Provided records –
^^^^^^^^^^^^^^^^

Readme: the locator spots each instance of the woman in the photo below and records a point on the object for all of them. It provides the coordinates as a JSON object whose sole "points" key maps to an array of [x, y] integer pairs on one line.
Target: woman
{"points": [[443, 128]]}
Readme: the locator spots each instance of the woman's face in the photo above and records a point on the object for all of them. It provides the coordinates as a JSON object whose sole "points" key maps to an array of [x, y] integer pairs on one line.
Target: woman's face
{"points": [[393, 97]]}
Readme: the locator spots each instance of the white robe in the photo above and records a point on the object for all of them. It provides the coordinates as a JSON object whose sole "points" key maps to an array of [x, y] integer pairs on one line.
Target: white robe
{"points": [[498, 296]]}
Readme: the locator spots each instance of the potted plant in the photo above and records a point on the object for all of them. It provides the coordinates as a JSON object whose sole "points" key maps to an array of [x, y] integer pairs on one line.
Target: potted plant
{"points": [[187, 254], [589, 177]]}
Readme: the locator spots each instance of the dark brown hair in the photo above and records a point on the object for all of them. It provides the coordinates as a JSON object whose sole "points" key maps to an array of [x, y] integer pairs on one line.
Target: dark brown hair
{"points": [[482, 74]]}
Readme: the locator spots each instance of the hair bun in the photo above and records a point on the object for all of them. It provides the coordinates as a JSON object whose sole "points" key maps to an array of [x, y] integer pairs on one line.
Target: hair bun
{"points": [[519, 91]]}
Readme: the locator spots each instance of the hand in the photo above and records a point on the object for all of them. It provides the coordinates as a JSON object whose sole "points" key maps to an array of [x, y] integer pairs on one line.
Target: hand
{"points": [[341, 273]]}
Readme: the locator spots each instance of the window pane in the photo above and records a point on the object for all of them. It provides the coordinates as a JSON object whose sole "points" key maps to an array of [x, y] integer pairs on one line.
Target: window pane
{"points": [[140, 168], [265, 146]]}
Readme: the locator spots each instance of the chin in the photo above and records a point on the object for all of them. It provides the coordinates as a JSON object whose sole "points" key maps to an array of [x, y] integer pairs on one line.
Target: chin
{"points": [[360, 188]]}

^^^^^^^^^^^^^^^^

What is asked – Echo every entry above verbatim, line for line, with no changes.

Written solution –
Readme: the locator spots each instance of the woman in the photo below and records a point on the object for all of them. It provides the coordinates as a JSON object whose sole "points" key maps to an array of [x, y] integer pairs on one line.
Target: woman
{"points": [[443, 128]]}
Readme: the locator spots each instance of the woman's face in the photo above and records a point on the object for all of them. It provides the coordinates as a JSON object whose sole "points" key maps to an array of [x, y] integer pairs on one line.
Target: woman's face
{"points": [[393, 97]]}
Readme: the locator spots each instance of the white robe in the photo above and records a point on the object for all of them. It provides the coordinates as a JSON object whose sole "points" key maps to an array of [x, y] integer pairs on one line.
Target: white robe
{"points": [[498, 296]]}
Readme: the locator spots each instance of the potted plant in the photo above and records a point on the object for all of them. It provides the coordinates as a JSON object whose sole "points" key maps to an array of [x, y] integer pairs on one line.
Target: potted plant
{"points": [[187, 254], [589, 177]]}
Readme: the locator spots each instance of the dark brown hair in the photo above and records a point on the object for all of them. It provides the coordinates as a JSON object whose sole "points" key maps to an array of [x, y] integer pairs on one line.
Target: dark brown hair
{"points": [[482, 74]]}
Readme: the locator spots each instance of the hair bun in the photo above and records a point on the object for all of them. It provides the coordinates as a JSON object whose sole "points" key maps to an array of [x, y] integer pairs on one line.
Target: hair bun
{"points": [[519, 91]]}
Readme: the locator spots each instance of the hand in the photo above and records a point on the object for all of them. It provides the coordinates as a JSON object whose sole "points" key maps to an array of [x, y] integer pairs on one line.
Target: hand
{"points": [[341, 273]]}
Readme: the locator spots each instance of the window pane in the photo above and records a point on the object for all of them. It provides the coordinates as a JSON object whose sole "points" key maps to an array of [x, y] integer pairs on one line.
Target: window pane
{"points": [[140, 168], [265, 146]]}
Readme: the locator spots each instance of the chin in the photo above and records a point on the object for all of them. It provides the coordinates as a JSON object whose sole "points" key maps to an array of [x, y] integer pairs on one line.
Target: chin
{"points": [[360, 188]]}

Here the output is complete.